··· Document ···
Is Peter Brown's Canaccord Capital--the most powerful Vancouver-based brokerage house--the victim of a US$312,000 fraud in an offshore stock trading scheme linked to the New York mob, currently under investigation by the National Association of Securities Dealers, the U.S. Securities & Exchange Commission, the FBI and the RCMP?
That is one of the startling allegations in an intricate and bizaare lawsuite filed last year in New York state.
A Babamian client of another Vancouver brokerage, Pacific International Securities, faces a US$150-million court judgment rendered in connection with the scheme, which is emerging as the biggest scandal to plague the penny stock market in the U.S. in recent years.
The U.S. investigations are centering on the alleged mob involvement in the U.S. market for over-the-counter stocks, in a story first revealed in the press by "Business Week" magazine late last year. The magazine broke the story in a cover feature in its December 16 issue, entitled "The Mob on Wall Street: A three-month investigation by "Business Week" reveals that the small-cap stock market has been infiltrated by organized crime under the very noses of regulators and law enforcement. It's a shocking tale of rigged stocks, occasional violence and widespread silence by brokers and traders."
··· Data rows ···
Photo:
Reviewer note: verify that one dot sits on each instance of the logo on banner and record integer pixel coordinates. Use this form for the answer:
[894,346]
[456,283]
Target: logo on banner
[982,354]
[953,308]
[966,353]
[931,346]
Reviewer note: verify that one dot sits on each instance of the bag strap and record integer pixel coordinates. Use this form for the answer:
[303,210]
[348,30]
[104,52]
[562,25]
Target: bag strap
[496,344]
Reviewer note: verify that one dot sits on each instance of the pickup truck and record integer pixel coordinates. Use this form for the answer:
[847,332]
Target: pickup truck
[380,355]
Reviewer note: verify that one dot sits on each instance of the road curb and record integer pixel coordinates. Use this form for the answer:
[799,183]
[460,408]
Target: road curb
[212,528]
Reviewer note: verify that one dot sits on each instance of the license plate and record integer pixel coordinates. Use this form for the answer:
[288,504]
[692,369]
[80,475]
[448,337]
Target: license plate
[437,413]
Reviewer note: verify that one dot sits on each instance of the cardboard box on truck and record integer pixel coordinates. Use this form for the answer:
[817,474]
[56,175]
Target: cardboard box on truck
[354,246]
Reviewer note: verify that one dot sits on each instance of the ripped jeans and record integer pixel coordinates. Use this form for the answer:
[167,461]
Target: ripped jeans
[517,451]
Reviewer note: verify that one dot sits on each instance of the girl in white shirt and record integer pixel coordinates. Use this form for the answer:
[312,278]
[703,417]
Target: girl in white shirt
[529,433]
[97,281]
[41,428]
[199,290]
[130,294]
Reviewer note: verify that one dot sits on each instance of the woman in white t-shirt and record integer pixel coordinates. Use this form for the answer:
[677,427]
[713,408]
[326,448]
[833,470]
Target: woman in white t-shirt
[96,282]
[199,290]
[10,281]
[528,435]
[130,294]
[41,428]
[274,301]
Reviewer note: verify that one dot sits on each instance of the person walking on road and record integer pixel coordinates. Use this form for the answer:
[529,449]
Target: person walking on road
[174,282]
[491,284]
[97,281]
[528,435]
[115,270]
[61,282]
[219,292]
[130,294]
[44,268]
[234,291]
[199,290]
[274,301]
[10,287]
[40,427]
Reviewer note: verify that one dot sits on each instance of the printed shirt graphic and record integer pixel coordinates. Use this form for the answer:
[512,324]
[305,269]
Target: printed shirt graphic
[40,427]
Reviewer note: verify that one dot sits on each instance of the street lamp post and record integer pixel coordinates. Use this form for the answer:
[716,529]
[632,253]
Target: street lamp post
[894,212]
···
Problems to work on:
a – Render this sentence from the brokerage fraud article in French: "The U.S. investigations are centering on the alleged mob involvement in the U.S. market for over-the-counter stocks, in a story first revealed in the press by "Business Week" magazine late last year."
b – Retype the passage of the brokerage fraud article starting at "Is Peter Brown's" and ending at "New York state.", with no changes to its wording or punctuation.

Per-task answers:
a – Les enquêtes américaines se concentrent sur l'implication présumée de la mafia dans le marché américain des actions hors cote, dans une affaire révélée pour la première fois dans la presse par le magazine « Business Week » à la fin de l'année dernière.

b –
Is Peter Brown's Canaccord Capital--the most powerful Vancouver-based brokerage house--the victim of a US$312,000 fraud in an offshore stock trading scheme linked to the New York mob, currently under investigation by the National Association of Securities Dealers, the U.S. Securities & Exchange Commission, the FBI and the RCMP?
That is one of the startling allegations in an intricate and bizaare lawsuite filed last year in New York state.